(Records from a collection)
--
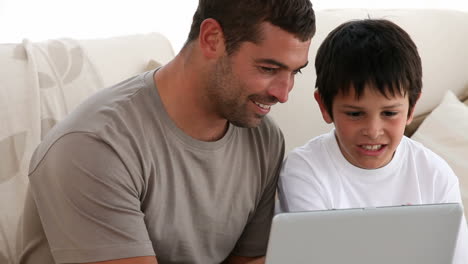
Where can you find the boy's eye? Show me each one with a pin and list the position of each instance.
(297, 71)
(389, 113)
(354, 114)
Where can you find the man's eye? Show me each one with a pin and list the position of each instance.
(267, 70)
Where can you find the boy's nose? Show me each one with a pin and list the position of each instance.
(373, 130)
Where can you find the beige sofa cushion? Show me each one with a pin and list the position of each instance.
(445, 131)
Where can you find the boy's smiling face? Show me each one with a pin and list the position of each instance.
(368, 129)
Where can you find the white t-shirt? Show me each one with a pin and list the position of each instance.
(317, 176)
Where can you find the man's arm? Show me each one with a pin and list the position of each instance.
(244, 260)
(136, 260)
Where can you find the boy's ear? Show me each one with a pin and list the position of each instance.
(211, 39)
(326, 116)
(411, 114)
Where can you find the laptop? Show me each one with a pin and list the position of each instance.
(413, 234)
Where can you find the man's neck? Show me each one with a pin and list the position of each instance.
(181, 87)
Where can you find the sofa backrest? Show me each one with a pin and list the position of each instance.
(40, 83)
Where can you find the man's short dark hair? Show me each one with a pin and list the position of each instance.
(375, 52)
(241, 19)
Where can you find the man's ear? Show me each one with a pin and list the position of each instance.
(211, 38)
(411, 113)
(326, 116)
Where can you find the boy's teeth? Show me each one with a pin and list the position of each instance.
(372, 147)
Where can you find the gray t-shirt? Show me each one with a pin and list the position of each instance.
(117, 179)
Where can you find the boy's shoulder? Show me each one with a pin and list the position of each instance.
(418, 153)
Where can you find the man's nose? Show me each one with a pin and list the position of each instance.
(281, 88)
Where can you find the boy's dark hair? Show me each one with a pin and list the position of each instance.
(370, 51)
(241, 19)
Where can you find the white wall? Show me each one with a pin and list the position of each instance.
(44, 19)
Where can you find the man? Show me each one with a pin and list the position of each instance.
(180, 164)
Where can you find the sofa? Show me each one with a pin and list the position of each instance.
(41, 82)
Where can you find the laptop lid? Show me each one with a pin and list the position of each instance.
(415, 234)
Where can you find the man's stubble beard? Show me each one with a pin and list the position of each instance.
(226, 91)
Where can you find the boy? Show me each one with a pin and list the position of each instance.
(368, 81)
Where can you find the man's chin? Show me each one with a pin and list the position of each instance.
(251, 123)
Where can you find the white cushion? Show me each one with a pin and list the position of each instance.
(445, 131)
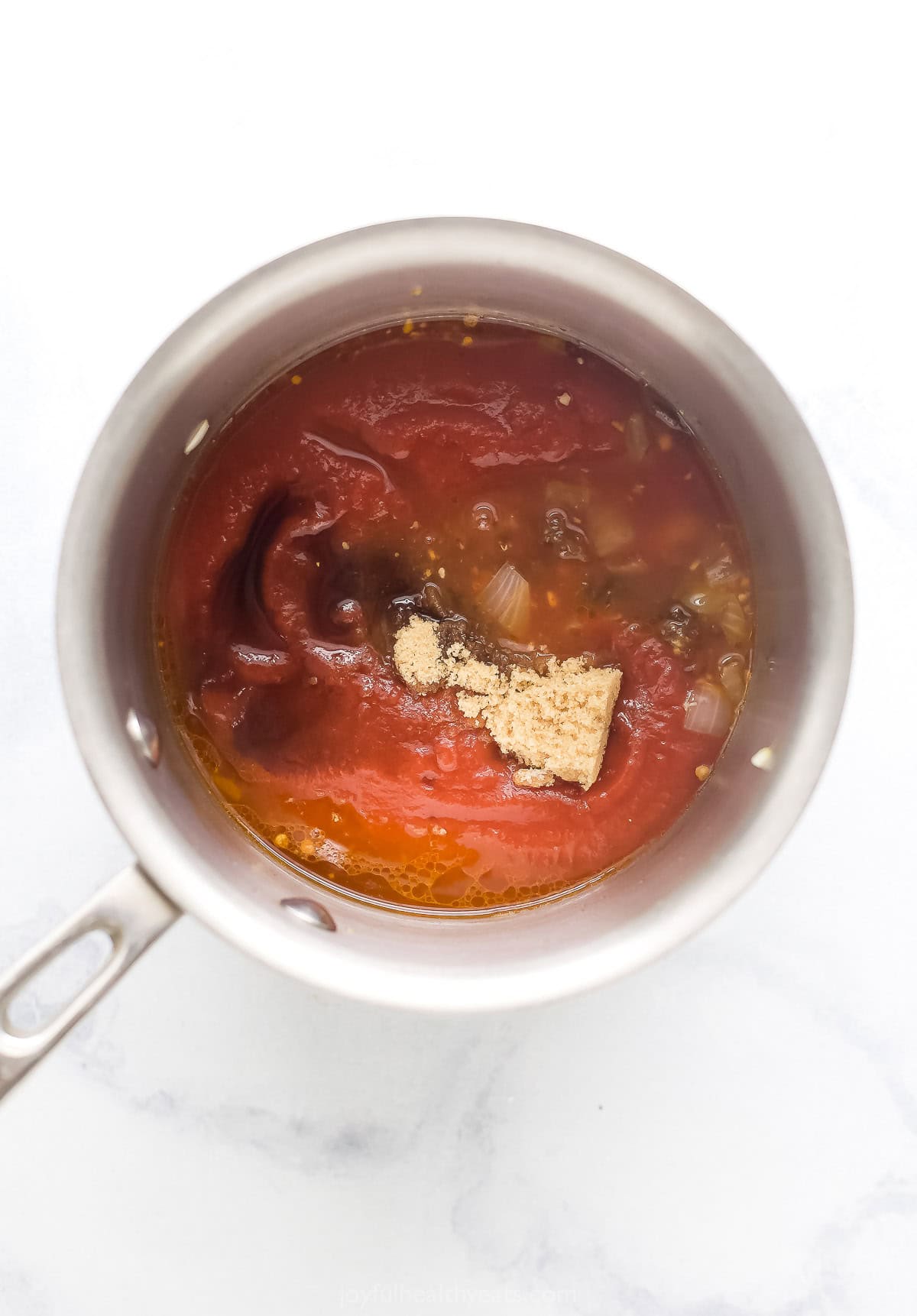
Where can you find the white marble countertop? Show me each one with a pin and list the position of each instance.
(732, 1132)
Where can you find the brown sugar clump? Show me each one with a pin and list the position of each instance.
(556, 723)
(417, 654)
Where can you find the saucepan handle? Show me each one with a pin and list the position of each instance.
(133, 912)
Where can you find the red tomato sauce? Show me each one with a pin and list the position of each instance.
(428, 459)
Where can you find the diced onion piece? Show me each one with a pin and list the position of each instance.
(611, 530)
(724, 610)
(723, 572)
(636, 439)
(732, 676)
(707, 710)
(505, 599)
(733, 621)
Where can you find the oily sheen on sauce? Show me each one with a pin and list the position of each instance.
(397, 474)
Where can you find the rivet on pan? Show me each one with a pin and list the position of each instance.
(144, 734)
(309, 911)
(196, 436)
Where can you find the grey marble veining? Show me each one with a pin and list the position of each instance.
(732, 1132)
--
BRIEF = A faithful copy of every record is required, with no pictures included.

OUTPUT OF THE TASK =
Where can you find the boy's eye? Show me each one with a pin and list the position of each instance.
(297, 71)
(389, 113)
(354, 114)
Where can you find the man's eye? Show me each one with a pin and list the position of each instance.
(267, 70)
Where can you find the boy's nose? Show me each one with a pin and list the position of each instance.
(373, 130)
Where can you find the beige sofa cushion? Show me each one with a pin and list the position of each instance.
(445, 131)
Where can you find the boy's smiling face? Show me each one with a pin and list the position of each instance.
(368, 129)
Where can you find the white t-shirt? Show me each one with a pin and list the position of each instance.
(317, 176)
Where can you find the man's arm? Show me each one with a pin and list the position of each instance.
(244, 260)
(136, 260)
Where can you find the boy's ear? Show me each one with a pin and list the position of each instance.
(211, 39)
(326, 116)
(411, 114)
Where can you find the laptop? Show me each one with a pin and list the position of each instance.
(413, 234)
Where can you find the man's neck? Show me each one with a pin and list the position of each instance.
(181, 87)
Where can you find the sofa backrest? Show me each one with a pin and list the position of each instance.
(40, 83)
Where can you find the man's short dark hair? Show me each one with a pin and list the position of each instance.
(375, 52)
(241, 19)
Where can you find the man's ear? Show me each one with a pin and list the position of each instance.
(211, 38)
(411, 113)
(326, 116)
Where can you find the boy's teeth? Show me each one with a pin and list the position of each instance.
(372, 147)
Where can you find the gray t-shirt? Show me each one with a pin and list the position of each instance.
(117, 179)
Where can you find the boy's shoulder? Show me each one with a pin and list the position of each instance.
(418, 153)
Where can you find the man's nose? Show me each one with a pin and list the position of each instance.
(281, 88)
Where can you find the boy's dark hair? Show me each one with a pin and list the position of each instance.
(370, 51)
(241, 19)
Where can you find the white wall? Show me each one with a pin and list the position of each instance.
(44, 19)
Where can you find the man? Show me each one with a pin and list the position of each instance.
(180, 164)
Where can you find the sofa? Show me each one with a pin and list the position of each instance.
(41, 82)
Where can you find the laptop lid? Show me each one with a pin and list the position of each instance.
(415, 234)
Where can you find the man's stubble beard? Show me each one with a pin and list the position of each instance.
(226, 91)
Where can you find the boy? Show me each one with a pin and list the position of each instance.
(368, 81)
Where can you find the man's chin? Show me each one with a pin and list the position of each instance.
(251, 123)
Where can you find the white cushion? Show me each one with a pin and list the position of each instance.
(445, 131)
Where can you find the white marble countertop? Show me each one with a pin and list the position of each instance.
(732, 1132)
Where can you find the brown sugar clump? Show me each one with a pin and list the position of each instance.
(556, 723)
(417, 654)
Where can you find the saucepan handle? Show me each one with a pin and list the position of each instance.
(133, 912)
Where can you find the red tomato sauce? Show me each one with a pin and list the position of each instance.
(428, 459)
Where can you find the diced onion piece? Show me each one with a pin and list the position of each instance.
(611, 530)
(724, 610)
(723, 572)
(636, 439)
(732, 676)
(707, 710)
(505, 599)
(733, 621)
Where can you find the oily sheen on sauce? Show me each one with a pin and list the position of each instance.
(397, 474)
Where can you find the rivet on pan? Show me each one with a pin and list the position of each instance.
(144, 734)
(309, 911)
(196, 436)
Where can you find the grey marble veining? Show me each one with a pin and list the position of each instance.
(732, 1132)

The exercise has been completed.